### Exercise requirements
Repeat the data that follows, keeping every character intact.

--- Data for processing Enclosed Below ---

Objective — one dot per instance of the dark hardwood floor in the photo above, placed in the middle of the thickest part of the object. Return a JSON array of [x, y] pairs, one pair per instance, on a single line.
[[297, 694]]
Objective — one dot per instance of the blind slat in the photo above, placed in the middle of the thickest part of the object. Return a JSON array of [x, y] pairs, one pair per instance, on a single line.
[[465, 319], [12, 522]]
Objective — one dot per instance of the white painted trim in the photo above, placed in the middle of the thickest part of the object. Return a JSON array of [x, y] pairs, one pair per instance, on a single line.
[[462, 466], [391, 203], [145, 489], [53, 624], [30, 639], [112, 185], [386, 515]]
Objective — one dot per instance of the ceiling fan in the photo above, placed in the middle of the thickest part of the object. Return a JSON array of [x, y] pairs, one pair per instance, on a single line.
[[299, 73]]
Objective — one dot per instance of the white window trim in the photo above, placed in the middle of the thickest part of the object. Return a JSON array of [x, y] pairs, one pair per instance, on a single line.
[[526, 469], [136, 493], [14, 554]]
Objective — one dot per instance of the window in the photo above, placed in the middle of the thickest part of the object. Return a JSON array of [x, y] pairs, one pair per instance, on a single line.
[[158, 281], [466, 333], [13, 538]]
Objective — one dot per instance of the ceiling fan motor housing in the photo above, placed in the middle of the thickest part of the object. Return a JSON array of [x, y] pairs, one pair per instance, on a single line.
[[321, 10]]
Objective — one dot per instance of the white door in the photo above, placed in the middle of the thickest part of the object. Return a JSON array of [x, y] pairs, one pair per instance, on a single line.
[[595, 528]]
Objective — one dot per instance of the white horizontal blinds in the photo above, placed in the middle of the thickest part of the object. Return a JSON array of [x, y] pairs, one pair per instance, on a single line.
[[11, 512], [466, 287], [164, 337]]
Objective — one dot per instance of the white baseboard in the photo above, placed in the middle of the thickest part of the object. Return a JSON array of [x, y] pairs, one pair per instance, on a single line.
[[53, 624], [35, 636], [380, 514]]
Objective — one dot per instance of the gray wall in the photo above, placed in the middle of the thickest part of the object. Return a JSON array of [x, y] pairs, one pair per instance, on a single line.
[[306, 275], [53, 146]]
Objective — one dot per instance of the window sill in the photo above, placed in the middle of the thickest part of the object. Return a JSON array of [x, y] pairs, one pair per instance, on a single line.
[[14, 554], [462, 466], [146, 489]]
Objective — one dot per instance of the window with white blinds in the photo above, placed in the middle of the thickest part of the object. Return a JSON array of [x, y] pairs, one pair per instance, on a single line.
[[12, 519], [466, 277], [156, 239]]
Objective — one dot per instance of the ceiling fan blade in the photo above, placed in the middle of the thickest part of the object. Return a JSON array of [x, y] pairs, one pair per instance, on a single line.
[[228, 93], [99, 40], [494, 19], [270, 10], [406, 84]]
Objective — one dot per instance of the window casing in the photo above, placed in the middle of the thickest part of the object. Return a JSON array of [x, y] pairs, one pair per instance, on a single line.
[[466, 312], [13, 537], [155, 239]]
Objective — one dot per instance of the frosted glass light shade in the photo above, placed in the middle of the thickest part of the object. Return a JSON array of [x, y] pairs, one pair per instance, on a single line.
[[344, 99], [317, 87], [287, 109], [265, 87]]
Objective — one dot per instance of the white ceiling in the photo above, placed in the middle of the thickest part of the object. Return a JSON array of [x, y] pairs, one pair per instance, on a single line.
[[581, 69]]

--- End of Enclosed Data for processing ---

### Answer space
Objective — one dot per instance of the dark hardwood floor in the photo above, placed in the middle of the thickest part of the object. Return a JSON array of [x, y] pairs, one pair per instance, on a single line.
[[297, 694]]
Objective — one dot per instance of the blind slat in the photo above, placed in the middle of the thickest part of the object. Return a JSON array of [x, y] pairs, one pair per instance, on a single line.
[[465, 319], [12, 522]]
Objective — one dot per instance of the white painted trim in the photo above, placed in the middle of the thickest part of the object. Return a JSON array of [x, y] pairs, one pair per instance, on a single line.
[[462, 466], [391, 203], [145, 489], [53, 624], [30, 639], [112, 185], [386, 515]]
Objective — one dot per instance of the ceiling fan in the photo above, placed in the middle of the thickest part of the object. Return a JSON array of [x, y] pairs, one pair per instance, on a single line.
[[299, 73]]
Objective — one dot per instance of the white window trim in the photo above, placed in the middle of the thickest part of the object. Return a JSON array of [x, y] pairs, one pair per instance, on a single line.
[[526, 469], [136, 493], [14, 554]]
Objective — one dot per instance of the window in the photo above, placed in the middle of the thickest part of the object. Return a JSON array of [x, y] pairs, one pair per instance, on a single line.
[[158, 281], [466, 333], [13, 538]]
Objective — one dot per instance of the ceiling fan motor housing in the photo above, placed in the middle of the thickest part of the object. Return a JSON array of [x, y] pairs, one pair per instance, on a single line.
[[321, 10]]
Objective — one dot per instance of the white door in the photo above, placed in the middle of the thickest part of the object. Return a JSON array of [x, y] pairs, one pair per instance, on a single line.
[[595, 528]]
Objective — one dot per instance of the white horizontal blinds in the photo above, placed in the middle of the thickest part of the object. Return a JSON array of [x, y] pairs, one pair per instance, on a single line.
[[11, 512], [466, 287], [164, 337]]
Objective — one dot per instance of the white baseboard in the photo above, placed in the middle of the thickest part of the object. Return a JSON array of [x, y] pairs, one pair per instance, on a single line.
[[53, 624], [35, 636], [380, 514]]
Objective — one dot per instance of the gray wall in the photo above, placed in the middle of the thickest part of the object. Return a JSON array of [x, y] pairs, one pair per instance, on a single line.
[[306, 275], [53, 146]]
Objective — one dot per instance of the window sill in the photo above, placed in the middle of the thickest part of the object. Return a JSON array of [x, y] pairs, one pair per instance, on a single line.
[[14, 554], [462, 466], [146, 489]]
Objective — one dot per instance of the window with white blinds in the photo above, placed in the middle of the thickest part of the object. Return a JSON array of [x, y] pairs, one pair per instance, on a single line.
[[12, 519], [466, 277], [156, 239]]
Objective — one dot per instance of the ceiling fan blade in the photo above, placed in the middle of the thickest part of the object. Return a JSON array of [x, y] pairs, one pair per instance, on a single line.
[[228, 93], [99, 40], [494, 19], [270, 10], [406, 84]]
Objective — one dot per instance of the window casing in the photo above, placed in the middle of the thickest part of the object. Return a JSON array of [x, y] pairs, one pair per instance, on a single line.
[[466, 312], [13, 537], [155, 239]]
Objective — one dot per instance of the frosted glass light shade in the photo above, placed in the middle of the thickest part of the object. Return a JSON array of [x, y] pairs, one pair per instance, on a single line.
[[344, 99], [317, 87], [287, 109], [265, 87]]
Objective — one dot per instance of the white ceiling in the photo above, placed in the middle of the thickest part of the object. Return a JSON array of [x, y] pairs, one pair per instance, on a single line.
[[581, 69]]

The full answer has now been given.